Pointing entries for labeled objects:
----------------------------------------
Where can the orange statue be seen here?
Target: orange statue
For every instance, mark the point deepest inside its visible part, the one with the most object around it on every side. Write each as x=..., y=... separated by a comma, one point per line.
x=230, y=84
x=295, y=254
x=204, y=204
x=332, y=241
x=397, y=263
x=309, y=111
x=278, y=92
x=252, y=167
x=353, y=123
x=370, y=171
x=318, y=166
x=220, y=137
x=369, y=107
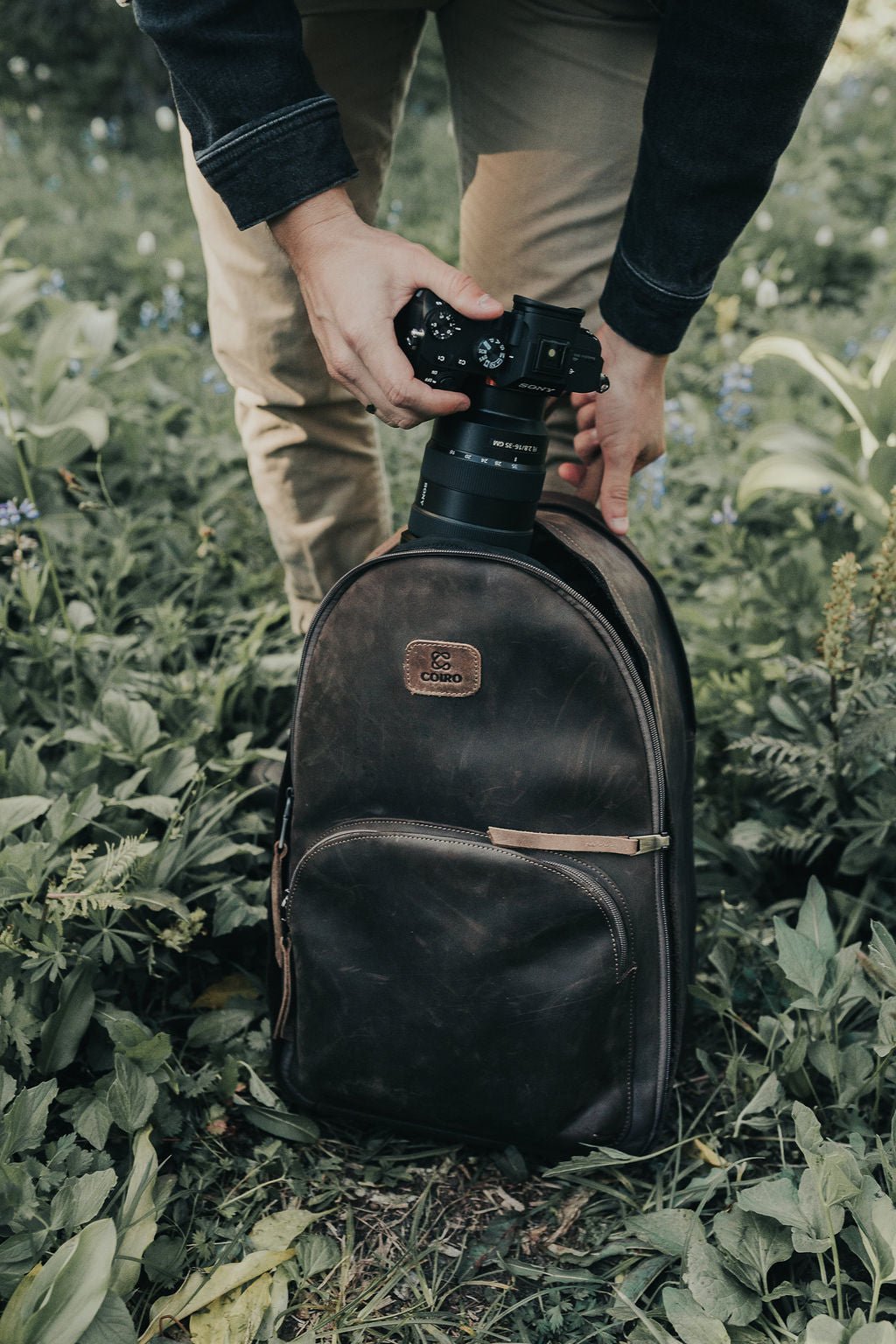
----------------------------------------
TASK =>
Turn every line of the items into one numbered list. Skip blank lines and leave out the pictures.

EXPECTED ANSWER =>
1. Where can the orange statue be seen here?
2. Target: orange statue
3. For every instance, mark the point deepest inside its visible part, the one with the most object around it on every side. Write each as x=..., y=... separated by a comma, one point per line.
4. x=230, y=84
5. x=295, y=254
6. x=204, y=204
7. x=332, y=241
8. x=397, y=263
9. x=309, y=111
10. x=278, y=92
11. x=252, y=167
12. x=353, y=123
13. x=370, y=171
14. x=318, y=166
15. x=220, y=137
16. x=369, y=107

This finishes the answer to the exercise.